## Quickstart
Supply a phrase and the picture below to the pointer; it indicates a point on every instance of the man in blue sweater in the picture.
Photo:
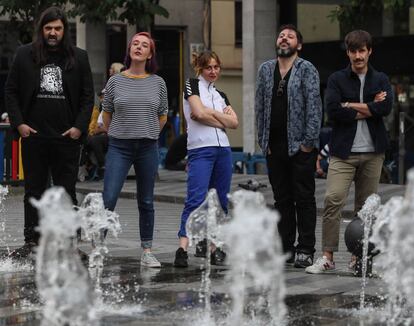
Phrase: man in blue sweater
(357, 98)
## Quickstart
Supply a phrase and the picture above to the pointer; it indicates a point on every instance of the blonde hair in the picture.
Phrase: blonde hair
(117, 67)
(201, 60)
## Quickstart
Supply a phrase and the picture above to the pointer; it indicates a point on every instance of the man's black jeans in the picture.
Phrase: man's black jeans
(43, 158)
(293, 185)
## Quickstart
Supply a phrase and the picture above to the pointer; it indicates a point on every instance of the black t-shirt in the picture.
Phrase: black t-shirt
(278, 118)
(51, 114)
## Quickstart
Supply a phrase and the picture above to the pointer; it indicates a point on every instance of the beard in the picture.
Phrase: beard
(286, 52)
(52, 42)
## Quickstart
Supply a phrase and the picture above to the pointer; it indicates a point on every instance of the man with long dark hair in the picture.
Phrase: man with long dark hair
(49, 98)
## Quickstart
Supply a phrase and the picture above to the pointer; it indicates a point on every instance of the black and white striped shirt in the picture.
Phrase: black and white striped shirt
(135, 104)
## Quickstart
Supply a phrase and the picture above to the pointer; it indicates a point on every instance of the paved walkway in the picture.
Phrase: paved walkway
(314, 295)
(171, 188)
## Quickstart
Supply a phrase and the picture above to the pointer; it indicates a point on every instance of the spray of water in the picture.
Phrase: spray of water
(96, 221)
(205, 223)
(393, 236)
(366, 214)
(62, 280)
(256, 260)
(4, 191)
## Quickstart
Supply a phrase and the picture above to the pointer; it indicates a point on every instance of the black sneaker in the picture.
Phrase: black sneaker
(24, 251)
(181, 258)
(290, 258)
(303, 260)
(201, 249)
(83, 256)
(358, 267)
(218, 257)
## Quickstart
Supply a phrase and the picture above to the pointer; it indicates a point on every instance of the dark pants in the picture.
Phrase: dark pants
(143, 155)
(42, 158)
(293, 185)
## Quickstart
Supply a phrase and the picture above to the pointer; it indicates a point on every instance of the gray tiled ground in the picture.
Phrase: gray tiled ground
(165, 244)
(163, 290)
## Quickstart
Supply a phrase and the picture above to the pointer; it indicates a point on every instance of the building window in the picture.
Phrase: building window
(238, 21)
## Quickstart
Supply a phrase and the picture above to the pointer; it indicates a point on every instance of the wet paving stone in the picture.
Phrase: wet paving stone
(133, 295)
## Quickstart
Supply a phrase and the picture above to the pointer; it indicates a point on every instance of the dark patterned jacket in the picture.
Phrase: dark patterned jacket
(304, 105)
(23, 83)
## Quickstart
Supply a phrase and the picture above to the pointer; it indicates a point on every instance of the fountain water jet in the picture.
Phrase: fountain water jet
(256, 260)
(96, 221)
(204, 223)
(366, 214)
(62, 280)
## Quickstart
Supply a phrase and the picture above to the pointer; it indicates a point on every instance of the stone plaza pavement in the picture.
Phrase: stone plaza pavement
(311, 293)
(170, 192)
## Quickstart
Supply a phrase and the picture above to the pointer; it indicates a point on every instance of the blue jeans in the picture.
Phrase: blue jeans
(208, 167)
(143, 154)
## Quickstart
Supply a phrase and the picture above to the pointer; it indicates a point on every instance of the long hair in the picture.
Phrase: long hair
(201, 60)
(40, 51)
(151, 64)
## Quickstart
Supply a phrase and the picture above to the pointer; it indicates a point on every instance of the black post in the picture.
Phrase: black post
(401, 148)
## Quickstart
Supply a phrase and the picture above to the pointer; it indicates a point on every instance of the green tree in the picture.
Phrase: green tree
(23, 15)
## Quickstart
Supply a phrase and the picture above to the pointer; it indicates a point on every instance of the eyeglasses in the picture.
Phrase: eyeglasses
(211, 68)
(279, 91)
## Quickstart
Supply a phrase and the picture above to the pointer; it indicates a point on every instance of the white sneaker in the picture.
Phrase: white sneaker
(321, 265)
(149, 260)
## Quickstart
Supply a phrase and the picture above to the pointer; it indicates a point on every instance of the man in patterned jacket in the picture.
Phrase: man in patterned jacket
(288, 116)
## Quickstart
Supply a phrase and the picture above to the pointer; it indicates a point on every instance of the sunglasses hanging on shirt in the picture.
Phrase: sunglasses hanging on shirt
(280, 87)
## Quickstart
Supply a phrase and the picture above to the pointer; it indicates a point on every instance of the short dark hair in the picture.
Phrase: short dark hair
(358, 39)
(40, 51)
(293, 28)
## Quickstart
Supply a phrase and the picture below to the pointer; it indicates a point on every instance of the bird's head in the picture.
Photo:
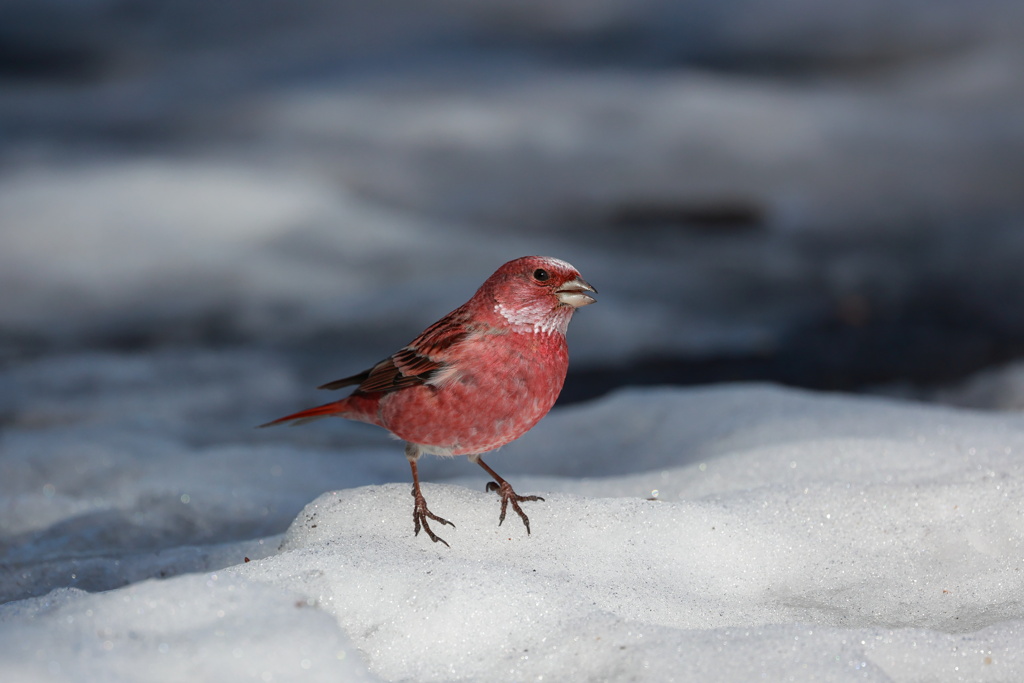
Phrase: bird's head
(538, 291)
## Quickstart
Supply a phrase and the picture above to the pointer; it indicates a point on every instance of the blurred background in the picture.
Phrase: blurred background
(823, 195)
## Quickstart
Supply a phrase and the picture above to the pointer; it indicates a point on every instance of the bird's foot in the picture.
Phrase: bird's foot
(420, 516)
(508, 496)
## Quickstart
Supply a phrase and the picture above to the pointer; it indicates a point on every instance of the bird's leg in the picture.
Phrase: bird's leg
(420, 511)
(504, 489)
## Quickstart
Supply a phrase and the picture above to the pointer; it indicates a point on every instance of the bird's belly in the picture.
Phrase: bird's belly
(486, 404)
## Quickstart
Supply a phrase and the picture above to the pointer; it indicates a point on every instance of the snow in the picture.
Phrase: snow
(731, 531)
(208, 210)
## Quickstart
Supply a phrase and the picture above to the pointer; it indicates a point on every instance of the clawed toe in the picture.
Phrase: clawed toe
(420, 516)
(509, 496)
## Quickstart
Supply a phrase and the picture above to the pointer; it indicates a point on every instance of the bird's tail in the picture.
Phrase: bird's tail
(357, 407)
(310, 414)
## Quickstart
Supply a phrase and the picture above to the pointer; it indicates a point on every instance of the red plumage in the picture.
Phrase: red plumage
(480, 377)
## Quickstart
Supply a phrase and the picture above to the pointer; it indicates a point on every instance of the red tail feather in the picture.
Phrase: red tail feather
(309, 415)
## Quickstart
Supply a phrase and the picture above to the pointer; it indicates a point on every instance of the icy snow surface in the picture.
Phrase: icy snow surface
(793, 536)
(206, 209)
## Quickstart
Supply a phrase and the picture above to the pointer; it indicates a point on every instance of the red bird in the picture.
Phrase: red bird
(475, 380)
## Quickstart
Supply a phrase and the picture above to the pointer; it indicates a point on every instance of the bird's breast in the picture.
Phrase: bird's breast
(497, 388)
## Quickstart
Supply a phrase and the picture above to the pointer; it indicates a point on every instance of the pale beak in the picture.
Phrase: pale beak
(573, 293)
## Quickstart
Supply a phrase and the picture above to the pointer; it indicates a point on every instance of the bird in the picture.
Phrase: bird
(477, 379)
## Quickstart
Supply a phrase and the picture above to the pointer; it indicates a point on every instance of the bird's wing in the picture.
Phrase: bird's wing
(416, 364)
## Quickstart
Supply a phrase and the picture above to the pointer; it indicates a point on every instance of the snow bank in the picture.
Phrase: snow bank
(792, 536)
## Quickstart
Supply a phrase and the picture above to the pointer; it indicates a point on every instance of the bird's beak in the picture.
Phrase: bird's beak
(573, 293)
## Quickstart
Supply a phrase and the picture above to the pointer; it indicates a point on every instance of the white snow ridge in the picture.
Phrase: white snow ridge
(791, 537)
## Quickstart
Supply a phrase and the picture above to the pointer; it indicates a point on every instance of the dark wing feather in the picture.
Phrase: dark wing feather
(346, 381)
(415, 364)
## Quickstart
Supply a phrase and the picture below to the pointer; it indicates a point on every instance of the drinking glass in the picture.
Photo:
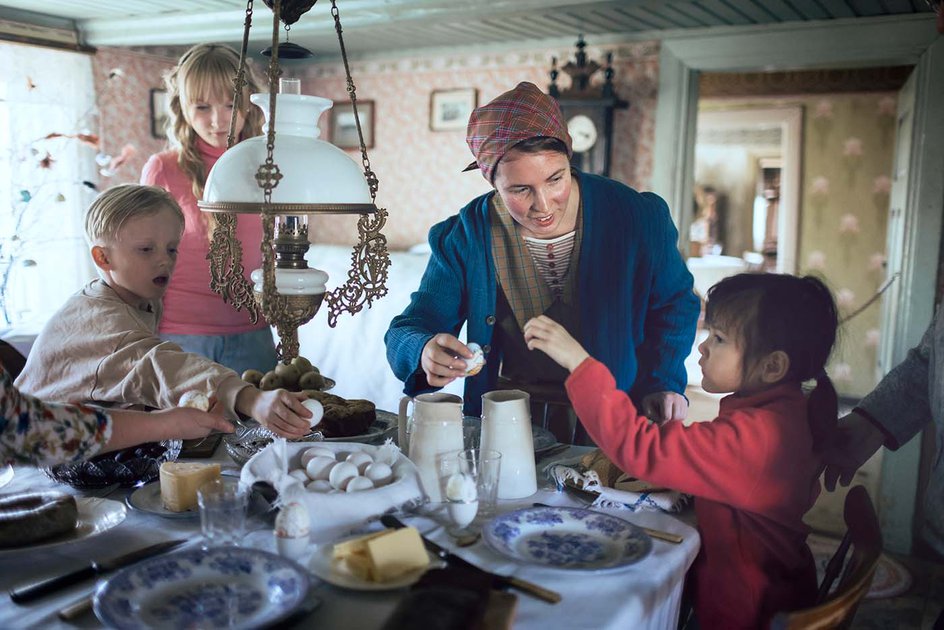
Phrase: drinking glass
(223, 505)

◆ Task to carry out
In which lines of the material above does the string "below" occur? Copy them all.

◆ Result of this task
Supply a phrase and the picture below to the pointer; it indicates a point on every instance of the man in blue sweater in the picture.
Supply a phrase and the picture below to the pointer; it indicates a point on every instance of the bird's head in the picture.
Supply a phrase and the picture below to the pointer; it indicates a point on every instance of the drinking glass in the picture.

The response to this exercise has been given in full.